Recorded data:
>> Start

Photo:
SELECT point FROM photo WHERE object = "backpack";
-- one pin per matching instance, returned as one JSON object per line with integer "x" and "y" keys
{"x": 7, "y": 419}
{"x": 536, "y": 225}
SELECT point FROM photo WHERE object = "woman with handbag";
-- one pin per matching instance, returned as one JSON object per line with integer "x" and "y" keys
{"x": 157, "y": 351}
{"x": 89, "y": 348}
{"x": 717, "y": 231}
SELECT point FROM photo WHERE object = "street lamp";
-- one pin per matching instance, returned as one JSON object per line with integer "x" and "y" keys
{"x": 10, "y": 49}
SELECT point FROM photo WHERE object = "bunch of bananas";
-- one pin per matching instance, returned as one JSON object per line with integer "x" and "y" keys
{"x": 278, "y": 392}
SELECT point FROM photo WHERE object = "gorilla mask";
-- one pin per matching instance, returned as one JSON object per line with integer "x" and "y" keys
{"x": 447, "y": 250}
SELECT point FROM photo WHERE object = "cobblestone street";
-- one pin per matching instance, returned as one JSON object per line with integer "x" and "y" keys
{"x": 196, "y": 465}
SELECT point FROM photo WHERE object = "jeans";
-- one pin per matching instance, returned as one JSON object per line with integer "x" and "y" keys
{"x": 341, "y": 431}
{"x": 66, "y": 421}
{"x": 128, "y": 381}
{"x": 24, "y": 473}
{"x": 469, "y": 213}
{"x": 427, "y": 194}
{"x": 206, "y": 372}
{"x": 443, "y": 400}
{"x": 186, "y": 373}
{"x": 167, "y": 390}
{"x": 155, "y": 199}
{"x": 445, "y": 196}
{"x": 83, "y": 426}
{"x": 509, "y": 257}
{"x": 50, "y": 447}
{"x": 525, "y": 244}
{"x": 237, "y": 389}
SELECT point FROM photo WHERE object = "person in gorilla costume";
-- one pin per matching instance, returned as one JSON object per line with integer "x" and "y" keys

>> End

→ **Exercise goal**
Repeat all of the records above exactly as written.

→ **Exercise answer**
Photo:
SELECT point FROM photo WHERE object = "backpack";
-- one pin per matching instance, returned as one JSON object per line with integer "x" and "y" keys
{"x": 7, "y": 419}
{"x": 536, "y": 225}
SELECT point FROM photo WHERE object = "woman with handbag";
-- one pin per matching instance, returned as one JSON object per line with integer "x" and "y" keys
{"x": 157, "y": 351}
{"x": 89, "y": 348}
{"x": 717, "y": 231}
SELECT point FROM photo WHERE object = "street lamp";
-- one pin per matching instance, returned as one JSON object per line with integer "x" and "y" keys
{"x": 10, "y": 49}
SELECT point FROM photo WHERE object = "bunch of bananas";
-- one pin per matching instance, returned as one JSON object per line with integer "x" and "y" keys
{"x": 278, "y": 392}
SELECT point FROM photo WHERE object = "gorilla mask";
-- one pin per matching instance, returned as one JSON object per line with integer "x" and "y" keys
{"x": 447, "y": 250}
SELECT point FROM photo WHERE object = "cobblestone street";
-- one pin per matching instance, returned as one JSON object per line with integer "x" and "y" keys
{"x": 196, "y": 465}
SELECT point FROM photo WHERE object = "jeans";
-- one pin per matching instance, returned as one JSON object per line with integer "x" and "y" keys
{"x": 341, "y": 431}
{"x": 66, "y": 421}
{"x": 128, "y": 381}
{"x": 24, "y": 473}
{"x": 469, "y": 213}
{"x": 427, "y": 194}
{"x": 206, "y": 372}
{"x": 443, "y": 400}
{"x": 186, "y": 373}
{"x": 167, "y": 390}
{"x": 155, "y": 199}
{"x": 445, "y": 196}
{"x": 83, "y": 426}
{"x": 509, "y": 257}
{"x": 50, "y": 447}
{"x": 525, "y": 244}
{"x": 237, "y": 389}
SELECT point FROM photo WHERE object = "person in gorilla costume";
-- one pin per matching instance, returned as one JSON object per line with integer "x" and "y" keys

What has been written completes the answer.